(Input data begins)

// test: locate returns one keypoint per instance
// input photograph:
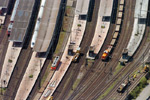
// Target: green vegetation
(138, 88)
(9, 60)
(31, 76)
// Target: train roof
(4, 3)
(47, 25)
(141, 8)
(82, 7)
(21, 20)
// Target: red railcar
(55, 63)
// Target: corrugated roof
(21, 20)
(47, 25)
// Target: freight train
(106, 54)
(55, 63)
(36, 29)
(12, 18)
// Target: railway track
(110, 64)
(74, 68)
(131, 67)
(90, 76)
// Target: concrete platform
(9, 64)
(102, 26)
(27, 83)
(76, 37)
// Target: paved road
(144, 94)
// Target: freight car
(123, 86)
(115, 36)
(55, 63)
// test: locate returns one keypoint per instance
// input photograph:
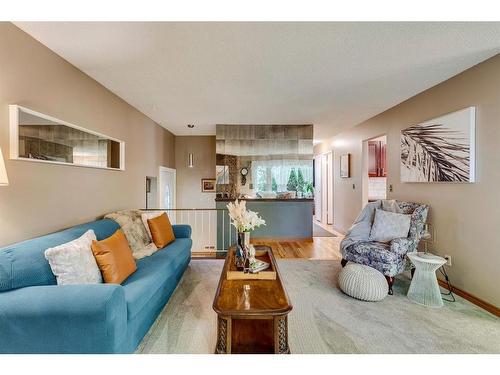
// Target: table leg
(223, 345)
(424, 288)
(281, 335)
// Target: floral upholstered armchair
(388, 258)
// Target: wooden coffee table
(252, 314)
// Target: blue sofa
(38, 316)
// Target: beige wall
(43, 198)
(188, 190)
(466, 216)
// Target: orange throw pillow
(114, 258)
(161, 230)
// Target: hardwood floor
(318, 248)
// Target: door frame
(364, 167)
(174, 172)
(318, 188)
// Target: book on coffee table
(258, 265)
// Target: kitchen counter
(286, 219)
(266, 199)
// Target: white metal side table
(424, 288)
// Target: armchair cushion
(389, 225)
(402, 246)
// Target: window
(282, 175)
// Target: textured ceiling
(332, 75)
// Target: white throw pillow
(73, 262)
(389, 225)
(148, 216)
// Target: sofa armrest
(403, 246)
(63, 319)
(182, 230)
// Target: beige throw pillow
(391, 205)
(73, 262)
(389, 225)
(148, 216)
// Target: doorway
(323, 182)
(375, 171)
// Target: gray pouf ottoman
(363, 282)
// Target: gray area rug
(324, 320)
(320, 232)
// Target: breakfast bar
(286, 219)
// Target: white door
(329, 182)
(324, 188)
(317, 187)
(166, 188)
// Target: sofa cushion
(152, 273)
(24, 264)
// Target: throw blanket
(131, 223)
(360, 230)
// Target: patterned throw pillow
(391, 205)
(73, 262)
(389, 225)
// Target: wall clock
(244, 172)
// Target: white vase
(247, 239)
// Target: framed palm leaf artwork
(441, 149)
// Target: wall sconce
(4, 180)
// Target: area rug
(324, 320)
(320, 232)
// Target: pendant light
(4, 180)
(190, 155)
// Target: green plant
(300, 181)
(292, 181)
(309, 187)
(274, 185)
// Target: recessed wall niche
(42, 138)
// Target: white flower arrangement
(242, 219)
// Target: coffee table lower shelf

(Input data ends)

• _Assigned task_: Every entry is to be reproduced word for word, and no image is carried over.

• _Your response_:
// test: locate returns one keypoint per instance
// input photograph:
// Target: green vegetation
(138, 88)
(9, 60)
(31, 76)
// Target: train roof
(4, 3)
(47, 25)
(141, 8)
(82, 7)
(21, 20)
// Target: red railcar
(55, 63)
// Target: corrugated roof
(21, 20)
(47, 25)
// Target: freight train
(106, 54)
(55, 63)
(36, 29)
(12, 18)
// Target: railway track
(110, 64)
(74, 68)
(131, 67)
(90, 76)
// Target: concrete platform
(9, 64)
(102, 26)
(27, 83)
(76, 37)
// Target: paved road
(144, 94)
// Target: freight car
(123, 86)
(115, 36)
(55, 63)
// test: locate returns one keypoint per instance
// input photograph:
// Target: table leg
(223, 345)
(424, 288)
(281, 335)
// Target: floral upholstered armchair
(388, 258)
// Target: wooden coffee table
(252, 314)
// Target: blue sofa
(38, 316)
// Target: beige wall
(43, 198)
(188, 190)
(466, 216)
// Target: orange throw pillow
(114, 258)
(161, 230)
// Target: hardwood floor
(318, 248)
// Target: door frame
(364, 167)
(174, 172)
(318, 188)
// Target: book on coffee table
(258, 265)
// Target: kitchen counter
(286, 219)
(266, 199)
// Target: white metal side table
(424, 288)
// Target: armchair cushion
(389, 225)
(402, 246)
// Target: window
(282, 175)
// Target: textured ceiling
(332, 75)
// Target: white throw pillow
(73, 262)
(389, 225)
(148, 216)
// Target: sofa armrest
(403, 246)
(63, 319)
(182, 230)
// Target: beige throw pillow
(391, 205)
(73, 262)
(389, 225)
(148, 216)
// Target: doorway
(323, 182)
(375, 171)
// Target: gray pouf ottoman
(363, 282)
// Target: gray area rug
(324, 320)
(320, 232)
// Target: breakfast bar
(286, 219)
// Target: white door
(329, 182)
(324, 188)
(317, 187)
(166, 188)
// Target: sofa cushion
(152, 273)
(24, 264)
// Target: throw blanket
(131, 223)
(360, 230)
// Target: patterned throw pillow
(391, 205)
(73, 262)
(389, 225)
// Target: wall clock
(244, 172)
// Target: white vase
(247, 239)
// Target: framed palm leaf artwork
(441, 149)
// Target: wall sconce
(4, 180)
// Target: area rug
(324, 320)
(320, 232)
// Target: pendant light
(4, 180)
(190, 155)
// Target: green plant
(300, 181)
(292, 181)
(309, 187)
(274, 185)
// Target: recessed wall niche
(42, 138)
// Target: white flower arrangement
(242, 219)
// Target: coffee table lower shelf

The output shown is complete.